> [Work item] Take the data that follows and retype it word for word.

------ Data extract

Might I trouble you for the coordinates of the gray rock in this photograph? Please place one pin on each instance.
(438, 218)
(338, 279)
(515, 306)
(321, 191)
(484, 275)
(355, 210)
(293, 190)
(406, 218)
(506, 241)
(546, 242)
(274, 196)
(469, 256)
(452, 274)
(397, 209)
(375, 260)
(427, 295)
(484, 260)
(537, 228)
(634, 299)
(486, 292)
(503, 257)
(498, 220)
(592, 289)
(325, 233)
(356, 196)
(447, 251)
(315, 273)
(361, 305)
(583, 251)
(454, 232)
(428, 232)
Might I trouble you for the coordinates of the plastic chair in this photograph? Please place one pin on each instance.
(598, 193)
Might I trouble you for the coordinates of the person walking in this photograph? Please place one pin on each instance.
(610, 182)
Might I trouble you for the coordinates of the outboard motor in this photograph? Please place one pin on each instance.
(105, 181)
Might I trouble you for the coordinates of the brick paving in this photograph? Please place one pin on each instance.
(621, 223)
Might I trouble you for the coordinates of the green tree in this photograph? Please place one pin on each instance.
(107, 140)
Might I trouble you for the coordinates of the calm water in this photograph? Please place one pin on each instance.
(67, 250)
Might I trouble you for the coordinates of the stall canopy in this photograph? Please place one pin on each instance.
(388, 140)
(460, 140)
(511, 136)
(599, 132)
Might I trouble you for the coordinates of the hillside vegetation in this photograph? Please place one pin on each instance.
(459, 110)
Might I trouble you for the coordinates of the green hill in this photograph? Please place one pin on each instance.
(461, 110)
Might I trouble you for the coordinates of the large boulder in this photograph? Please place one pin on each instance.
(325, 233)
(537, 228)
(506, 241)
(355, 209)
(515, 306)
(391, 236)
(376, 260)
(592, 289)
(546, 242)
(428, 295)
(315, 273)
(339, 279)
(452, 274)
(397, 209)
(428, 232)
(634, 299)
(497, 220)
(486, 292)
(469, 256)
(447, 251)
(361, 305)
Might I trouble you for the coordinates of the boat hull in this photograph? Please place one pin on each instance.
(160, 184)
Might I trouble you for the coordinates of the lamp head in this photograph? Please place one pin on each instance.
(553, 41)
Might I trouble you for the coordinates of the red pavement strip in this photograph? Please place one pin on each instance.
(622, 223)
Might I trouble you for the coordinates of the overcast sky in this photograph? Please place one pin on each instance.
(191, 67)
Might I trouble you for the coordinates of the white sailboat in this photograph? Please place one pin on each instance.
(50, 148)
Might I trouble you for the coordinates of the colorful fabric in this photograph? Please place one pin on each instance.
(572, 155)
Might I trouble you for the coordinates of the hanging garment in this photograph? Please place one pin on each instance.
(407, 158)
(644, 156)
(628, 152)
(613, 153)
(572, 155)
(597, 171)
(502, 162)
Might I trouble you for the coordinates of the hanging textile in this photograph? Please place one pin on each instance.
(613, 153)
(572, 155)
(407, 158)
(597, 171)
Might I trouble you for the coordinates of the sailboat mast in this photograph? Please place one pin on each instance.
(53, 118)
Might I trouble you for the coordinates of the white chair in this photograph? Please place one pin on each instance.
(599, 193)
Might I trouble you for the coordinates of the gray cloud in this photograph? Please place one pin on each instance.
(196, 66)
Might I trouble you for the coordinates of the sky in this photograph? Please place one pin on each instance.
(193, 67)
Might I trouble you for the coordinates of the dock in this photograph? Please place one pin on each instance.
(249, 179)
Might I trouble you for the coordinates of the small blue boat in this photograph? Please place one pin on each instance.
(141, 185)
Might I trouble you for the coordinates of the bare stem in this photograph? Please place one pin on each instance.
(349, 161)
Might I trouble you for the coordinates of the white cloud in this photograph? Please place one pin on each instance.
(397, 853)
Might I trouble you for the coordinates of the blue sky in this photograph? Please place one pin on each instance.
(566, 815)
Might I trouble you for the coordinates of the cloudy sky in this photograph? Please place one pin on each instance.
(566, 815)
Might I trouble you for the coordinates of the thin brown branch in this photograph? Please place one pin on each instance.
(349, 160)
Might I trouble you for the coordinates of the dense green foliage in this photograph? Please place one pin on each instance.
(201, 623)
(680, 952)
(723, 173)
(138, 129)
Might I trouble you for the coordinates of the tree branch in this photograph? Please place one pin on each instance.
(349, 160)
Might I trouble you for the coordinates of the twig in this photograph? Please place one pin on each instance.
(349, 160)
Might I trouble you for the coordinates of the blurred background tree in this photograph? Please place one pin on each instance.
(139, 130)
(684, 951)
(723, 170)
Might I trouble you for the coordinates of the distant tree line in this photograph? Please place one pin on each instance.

------------

> [Expected output]
Might I trouble you for the coordinates of the gray rock in this photograph? Please place one pin on each instance.
(438, 218)
(338, 279)
(515, 306)
(321, 191)
(484, 275)
(355, 210)
(293, 190)
(406, 218)
(506, 241)
(546, 242)
(274, 196)
(469, 256)
(452, 274)
(397, 209)
(375, 260)
(427, 295)
(484, 260)
(537, 228)
(634, 299)
(486, 292)
(503, 257)
(498, 220)
(592, 289)
(325, 233)
(356, 196)
(447, 251)
(315, 273)
(361, 305)
(583, 251)
(454, 232)
(428, 232)
Might I trouble you for the coordinates of the plastic chair in this photograph? Please place one pin on each instance.
(598, 193)
Might I trouble you for the coordinates of the person walking in this photograph? Please place one pin on each instance.
(610, 182)
Might I trouble you for the coordinates of the outboard motor in this photograph? Please place one pin on each instance.
(105, 181)
Might I trouble you for the coordinates of the brick paving in this photograph? Please place one pin on each instance.
(621, 223)
Might I trouble you for the coordinates of the green tree in this photograph? Please place one pin on each instance.
(107, 140)
Might I trouble you for the coordinates of the calm water in this photograph? Please place one pin on each instance.
(67, 250)
Might I trouble you for the coordinates of the stall canopy in this photograph? Please place one pin on each instance.
(388, 140)
(460, 140)
(511, 136)
(599, 132)
Might I trouble you for the coordinates of the hillside vegetation in this photograph? Please place one pin on each instance.
(459, 110)
Might I trouble you for the coordinates of the green hill in this photograph? Please place one pin on each instance.
(461, 110)
Might I trouble you for the coordinates of the large boulder in this photograph? Please place one pin on each instance.
(325, 233)
(537, 228)
(506, 241)
(355, 209)
(515, 306)
(391, 236)
(376, 260)
(592, 289)
(546, 242)
(428, 295)
(315, 273)
(339, 279)
(452, 274)
(397, 209)
(428, 232)
(634, 299)
(497, 220)
(486, 292)
(469, 256)
(447, 251)
(361, 305)
Might I trouble you for the coordinates of the boat hull in this photograph? Please place one pin on each instance.
(160, 184)
Might I trouble you for the coordinates of the lamp head in this photograph? Please place one pin on each instance.
(553, 41)
Might I trouble you for the coordinates of the red pavement strip in this photograph? Please place one pin on each instance.
(622, 223)
Might I trouble you for the coordinates of the overcast sky in this photograph? Please place one pin on each instance.
(191, 67)
Might I trouble you for the coordinates of the white sailboat in this photograph? Please place one pin on each instance.
(50, 148)
Might I trouble you for the coordinates of the colorful fabric in this photograph? Please place one pin on each instance.
(572, 155)
Might I trouble you for the coordinates of the hanging garment in this photograph? Please place one pin on each instance.
(407, 158)
(644, 156)
(628, 152)
(613, 153)
(572, 155)
(597, 171)
(502, 162)
Might I trouble you for the coordinates of the hanging textile in this photograph? Please place one pin on each instance.
(613, 153)
(572, 155)
(407, 158)
(597, 171)
Might I trouble you for the coordinates of the sailboat mast in this photograph? Please place one pin on each instance.
(53, 118)
Might I trouble you for the coordinates of the white chair in this photograph? Please place one pin on each instance.
(599, 193)
Might I trouble you for the coordinates of the gray cloud in this photograph? Please place one pin on each instance.
(196, 66)
Might I trouble you for the coordinates of the sky in this photograph? Please place one pin on each instance.
(193, 67)
Might I trouble you for the coordinates of the dock in this photograph? Please place one pin on each instance.
(249, 179)
Might I trouble you for the coordinates of the small blue boat in this photograph? Please place one pin on each instance.
(141, 185)
Might I trouble you for the coordinates of the bare stem in this photograph? Please place one pin on each instance.
(349, 161)
Might I trouble you for the coordinates of the white cloud in this photograph? Please place one pin on each instance.
(397, 853)
Might I trouble you for the coordinates of the blue sky in this photograph? Please place one pin on each instance.
(566, 815)
Might I trouble you for the coordinates of the cloudy sky in this photograph? Please place one pin on each instance.
(566, 815)
Might I trouble you for the coordinates of the thin brown branch in this photograph? Please place one pin on each instance.
(349, 160)
Might I trouble you for the coordinates of the dense green foliage in this photograph? Please place one pin on each instance.
(201, 623)
(680, 952)
(723, 173)
(138, 129)
Might I trouble you for the coordinates of the tree branch in this photograph? Please place one pin on each instance.
(349, 160)
Might I trouble you for the coordinates of the twig in this photograph? Please place one pin on each instance.
(349, 160)
Might I trouble you for the coordinates of the blurred background tree in this photograph? Please place one pin on each instance.
(139, 130)
(684, 951)
(723, 170)
Might I trouble you for the coordinates of the distant tree line in this photograph? Please place one pin on each instance.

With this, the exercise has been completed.